◆ What you are asked to do
Taking the line with "Locate the utility" as the start, reproduce every line until the records end, exactly and with nothing added.

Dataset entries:
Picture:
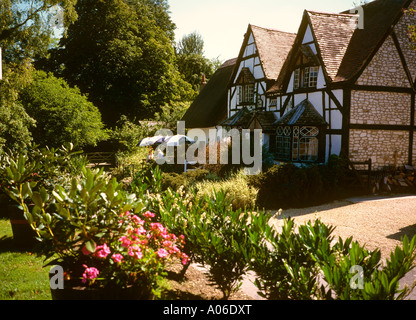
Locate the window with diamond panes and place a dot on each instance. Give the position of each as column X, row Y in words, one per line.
column 308, row 144
column 283, row 135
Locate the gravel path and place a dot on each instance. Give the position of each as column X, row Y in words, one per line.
column 376, row 222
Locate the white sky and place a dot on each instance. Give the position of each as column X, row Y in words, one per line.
column 223, row 23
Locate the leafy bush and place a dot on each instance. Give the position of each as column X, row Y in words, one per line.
column 239, row 193
column 62, row 114
column 287, row 185
column 187, row 179
column 308, row 264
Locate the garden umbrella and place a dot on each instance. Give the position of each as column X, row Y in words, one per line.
column 178, row 139
column 150, row 141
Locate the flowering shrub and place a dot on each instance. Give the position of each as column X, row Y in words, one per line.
column 134, row 254
column 101, row 235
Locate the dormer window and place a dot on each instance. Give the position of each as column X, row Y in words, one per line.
column 306, row 69
column 246, row 94
column 245, row 86
column 306, row 77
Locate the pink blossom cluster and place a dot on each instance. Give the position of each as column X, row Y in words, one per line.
column 142, row 235
column 89, row 273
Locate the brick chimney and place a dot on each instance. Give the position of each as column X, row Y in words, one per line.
column 203, row 83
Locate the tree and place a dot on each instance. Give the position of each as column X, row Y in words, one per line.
column 25, row 32
column 191, row 44
column 127, row 64
column 191, row 61
column 411, row 11
column 62, row 114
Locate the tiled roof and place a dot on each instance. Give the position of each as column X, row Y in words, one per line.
column 240, row 119
column 266, row 120
column 304, row 114
column 273, row 47
column 333, row 33
column 379, row 16
column 210, row 106
column 344, row 49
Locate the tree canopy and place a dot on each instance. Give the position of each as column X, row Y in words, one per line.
column 25, row 33
column 191, row 61
column 62, row 114
column 121, row 53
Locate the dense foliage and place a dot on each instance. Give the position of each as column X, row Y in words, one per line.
column 121, row 53
column 289, row 186
column 62, row 114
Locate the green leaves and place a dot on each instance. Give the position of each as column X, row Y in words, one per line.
column 289, row 265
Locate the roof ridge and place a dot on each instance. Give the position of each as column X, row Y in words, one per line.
column 271, row 29
column 332, row 13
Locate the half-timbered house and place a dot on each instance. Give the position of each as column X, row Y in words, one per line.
column 359, row 82
column 335, row 87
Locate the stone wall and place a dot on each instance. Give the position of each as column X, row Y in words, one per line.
column 400, row 30
column 370, row 107
column 385, row 69
column 384, row 147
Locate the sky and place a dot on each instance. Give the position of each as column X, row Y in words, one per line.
column 223, row 23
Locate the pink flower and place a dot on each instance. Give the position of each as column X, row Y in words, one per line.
column 167, row 243
column 139, row 254
column 156, row 226
column 185, row 258
column 102, row 251
column 162, row 253
column 125, row 241
column 148, row 214
column 85, row 251
column 137, row 220
column 117, row 257
column 89, row 273
column 140, row 230
column 135, row 251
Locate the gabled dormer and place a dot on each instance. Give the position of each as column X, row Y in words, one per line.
column 261, row 57
column 317, row 53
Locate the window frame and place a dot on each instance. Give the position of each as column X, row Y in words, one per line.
column 298, row 143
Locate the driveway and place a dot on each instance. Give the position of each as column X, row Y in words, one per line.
column 376, row 221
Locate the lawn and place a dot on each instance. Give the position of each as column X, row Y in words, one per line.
column 21, row 274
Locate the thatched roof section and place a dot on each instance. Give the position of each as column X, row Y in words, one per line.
column 210, row 106
column 344, row 50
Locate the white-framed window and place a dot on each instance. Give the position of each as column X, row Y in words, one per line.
column 297, row 143
column 296, row 79
column 246, row 93
column 306, row 77
column 313, row 76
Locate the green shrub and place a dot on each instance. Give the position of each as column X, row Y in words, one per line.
column 62, row 113
column 187, row 179
column 288, row 185
column 236, row 188
column 308, row 264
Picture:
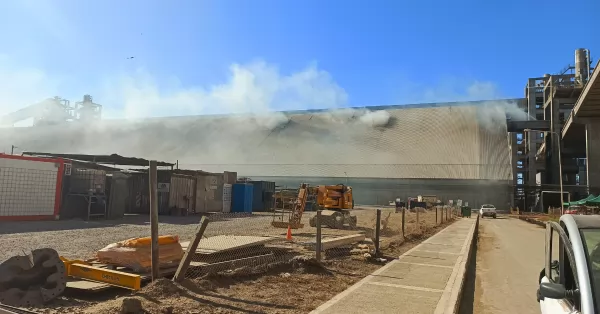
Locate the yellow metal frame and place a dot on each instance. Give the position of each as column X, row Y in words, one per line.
column 82, row 270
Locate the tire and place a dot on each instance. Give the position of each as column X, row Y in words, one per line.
column 313, row 222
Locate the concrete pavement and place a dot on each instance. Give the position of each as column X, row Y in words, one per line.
column 426, row 279
column 510, row 256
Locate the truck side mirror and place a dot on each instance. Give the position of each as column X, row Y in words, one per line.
column 552, row 290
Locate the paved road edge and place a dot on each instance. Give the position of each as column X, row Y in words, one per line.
column 450, row 301
column 361, row 282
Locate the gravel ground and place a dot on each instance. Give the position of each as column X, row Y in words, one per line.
column 289, row 288
column 81, row 239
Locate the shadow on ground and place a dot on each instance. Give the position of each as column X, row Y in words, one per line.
column 467, row 303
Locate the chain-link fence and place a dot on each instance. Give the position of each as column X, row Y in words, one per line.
column 29, row 193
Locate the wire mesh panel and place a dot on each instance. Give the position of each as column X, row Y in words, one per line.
column 28, row 189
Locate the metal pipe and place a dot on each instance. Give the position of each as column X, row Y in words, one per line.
column 562, row 197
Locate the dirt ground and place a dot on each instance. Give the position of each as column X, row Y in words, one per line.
column 297, row 286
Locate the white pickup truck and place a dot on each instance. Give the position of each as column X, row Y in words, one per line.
column 570, row 280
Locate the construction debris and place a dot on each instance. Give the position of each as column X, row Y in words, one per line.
column 31, row 280
column 135, row 253
column 340, row 241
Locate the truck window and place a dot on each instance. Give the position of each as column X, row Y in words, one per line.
column 555, row 272
column 591, row 238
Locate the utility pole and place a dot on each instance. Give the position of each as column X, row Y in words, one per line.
column 154, row 219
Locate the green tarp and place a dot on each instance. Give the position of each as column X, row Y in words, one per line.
column 593, row 202
column 585, row 201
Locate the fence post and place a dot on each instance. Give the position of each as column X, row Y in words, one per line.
column 191, row 250
column 403, row 220
column 318, row 240
column 418, row 224
column 154, row 219
column 377, row 231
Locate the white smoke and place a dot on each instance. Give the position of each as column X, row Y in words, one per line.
column 377, row 118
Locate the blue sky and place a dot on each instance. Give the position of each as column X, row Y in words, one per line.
column 225, row 55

◆ Reply to the task
Locate the utility pole and place a dot on each instance. Give the position of each as column X, row Y in words, one per line.
column 154, row 219
Locate the green tarp and place a dot on each instance. Give the position of each as column X, row Y in words, one per line.
column 593, row 202
column 585, row 201
Locate the fence post and place a dot on each instance. Give the position of each as column X, row Y in words, one per line.
column 191, row 250
column 403, row 220
column 318, row 240
column 418, row 224
column 154, row 219
column 377, row 231
Locate the white smoke and place a dot on each instance. Give the position of each as column X, row Y in words, one per line.
column 377, row 118
Locate the blue sky and place a dot on each instance. Give the position of each as column X, row Y in words, one per line.
column 225, row 55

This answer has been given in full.